Text section ::
=====

Miller said his second experience of the Suzuka 8-Hour – the Australian finished second as part of a three-rider Yamaha line-up with World Superbikes rider Andrea Locatelli and Japanese endurance veteran Katsuyuki Nakasuga – was “a mega experience.”
“Humid and a lot of hard work, but also to come away with a podium was really nice,” he said.
“To battle the whole race with Honda, they were the better man on the day, so hopefully we can go back and try to challenge them again. A good way to spend the summer break – you lose a week, but it was an unreal experience.”
Miller’s YZR-M1 machine will feature Yamaha’s latest fairing this weekend, plus an electronics update the three-time Red Bull Ring podium finisher said would be beneficial, if minor.
“These things are ballistic missiles,” he said of the difference between riding a MotoGP bike and a superbike.
“The slide control … we’ve tested it a few times and it seems to be good and help us a little bit on the edge [of the tyre], just to be able to keep the spin under control. It’s just opening up another parameter in the electronic control unit that was already there. Don’t get me wrong, it doesn’t f**king change bugger-all, really … micro increments, you could say.”
HONDA TEAM’S CURSED SECOND SEAT TO STAY VACANT
LCR Honda will again field just one rider this weekend in Austria after underperforming rookie Somkiat Chantra was ruled out of his second consecutive Grand Prix with injury, and no fewer than five potential alternatives were unable to take the Thai rider’s place.
Chantra, who has scored just one point in a torrid debut MotoGP season after graduating from Moto2 last year, injured his right knee in a motocross training crash in Spain in early July, and is set to be out past next weekend’s Hungarian Grand Prix at the new Balaton Park circuit.
Former LCR Honda rider and current tester Takaaki Nakagami replaced Chantra in the Czech Republic, but suffered a posterior cruciate ligament injury to his right knee when he was taken out by Augusto Fernandez (Yamaha) in the Brno sprint race.
Fellow Honda test rider Aleix Espargaro couldn’t be considered after tearing a right thumb ligament in a cycling race. Former MotoGP racer Iker Lecuona was tabbed to replace Chantra, but fractured his left wrist in a World Superbikes crash in Hungary last month.
Lecuona’s Honda Superbikes teammate Xavi Vierge, a former Moto2 rider, was considered but bypassed as he has never ridden a MotoGP bike, while former Grand Prix rider Stefan Bradl turned down an approach to deputise for Chantra.
Espargaro, pending medical clearance, will race in Hungary next weekend, leaving LCR with just French Grand Prix winner Zarco on the grid for a second consecutive event.
KTM’s Maverick Vinales, who missed the Czech Republic round with a left shoulder injury, and Ducati’s Franco Morbidelli, absent at Brno with a left collarbone injury, both return to a 21-rider grid this weekend in Austria.

=====

Work instruction ::
Can you repeat, word for word, the part of the MotoGP report from "HONDA TEAM’S CURSED" up to and including "Balaton Park circuit."? The records below come from a different source than the MotoGP report.

(Image point grounding records)
=====

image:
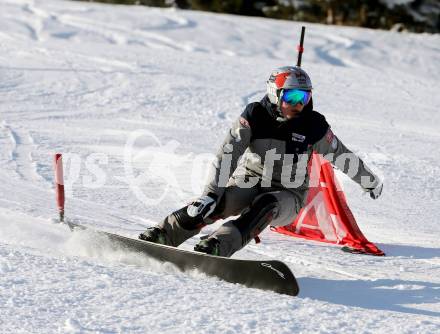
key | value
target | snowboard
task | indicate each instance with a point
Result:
(269, 275)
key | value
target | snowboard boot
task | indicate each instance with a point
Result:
(154, 234)
(209, 246)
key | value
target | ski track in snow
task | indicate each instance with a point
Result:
(83, 78)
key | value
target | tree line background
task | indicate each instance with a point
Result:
(399, 15)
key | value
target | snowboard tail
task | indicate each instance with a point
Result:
(265, 275)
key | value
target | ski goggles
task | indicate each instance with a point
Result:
(295, 96)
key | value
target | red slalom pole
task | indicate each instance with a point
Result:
(59, 184)
(300, 47)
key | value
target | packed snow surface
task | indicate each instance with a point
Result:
(138, 99)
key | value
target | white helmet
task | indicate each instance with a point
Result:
(287, 77)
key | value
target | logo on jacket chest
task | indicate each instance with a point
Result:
(298, 138)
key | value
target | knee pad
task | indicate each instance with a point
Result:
(257, 217)
(186, 221)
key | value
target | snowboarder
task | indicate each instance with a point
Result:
(276, 138)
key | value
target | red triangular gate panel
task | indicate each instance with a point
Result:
(326, 216)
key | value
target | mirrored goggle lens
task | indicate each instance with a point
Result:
(295, 96)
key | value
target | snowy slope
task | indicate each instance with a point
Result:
(138, 100)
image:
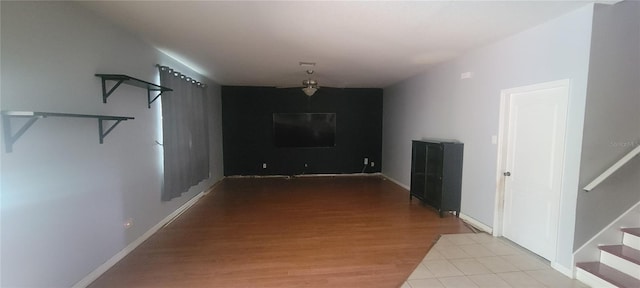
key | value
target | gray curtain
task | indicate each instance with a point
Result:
(184, 129)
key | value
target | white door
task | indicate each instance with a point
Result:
(535, 139)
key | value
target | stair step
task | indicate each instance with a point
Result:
(624, 252)
(622, 258)
(609, 274)
(631, 237)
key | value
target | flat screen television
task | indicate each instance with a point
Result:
(304, 129)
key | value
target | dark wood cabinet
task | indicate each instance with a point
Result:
(436, 174)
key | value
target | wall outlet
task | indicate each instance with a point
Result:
(128, 223)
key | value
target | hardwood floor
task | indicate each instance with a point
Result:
(300, 232)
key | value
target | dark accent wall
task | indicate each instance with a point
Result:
(247, 125)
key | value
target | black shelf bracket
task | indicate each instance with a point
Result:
(10, 138)
(120, 78)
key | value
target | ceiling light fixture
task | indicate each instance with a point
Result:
(310, 85)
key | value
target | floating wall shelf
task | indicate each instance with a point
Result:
(120, 78)
(10, 138)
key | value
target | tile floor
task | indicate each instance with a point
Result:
(480, 260)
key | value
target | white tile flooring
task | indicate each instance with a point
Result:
(480, 260)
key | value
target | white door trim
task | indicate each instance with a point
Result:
(498, 219)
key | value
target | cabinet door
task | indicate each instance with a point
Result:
(433, 177)
(418, 169)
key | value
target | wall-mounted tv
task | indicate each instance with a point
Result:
(304, 129)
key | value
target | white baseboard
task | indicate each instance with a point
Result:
(564, 270)
(87, 280)
(397, 182)
(476, 223)
(306, 175)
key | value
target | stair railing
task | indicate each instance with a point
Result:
(612, 169)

=====

Response below ::
HONDA TEAM’S CURSED SECOND SEAT TO STAY VACANT
LCR Honda will again field just one rider this weekend in Austria after underperforming rookie Somkiat Chantra was ruled out of his second consecutive Grand Prix with injury, and no fewer than five potential alternatives were unable to take the Thai rider’s place.
Chantra, who has scored just one point in a torrid debut MotoGP season after graduating from Moto2 last year, injured his right knee in a motocross training crash in Spain in early July, and is set to be out past next weekend’s Hungarian Grand Prix at the new Balaton Park circuit.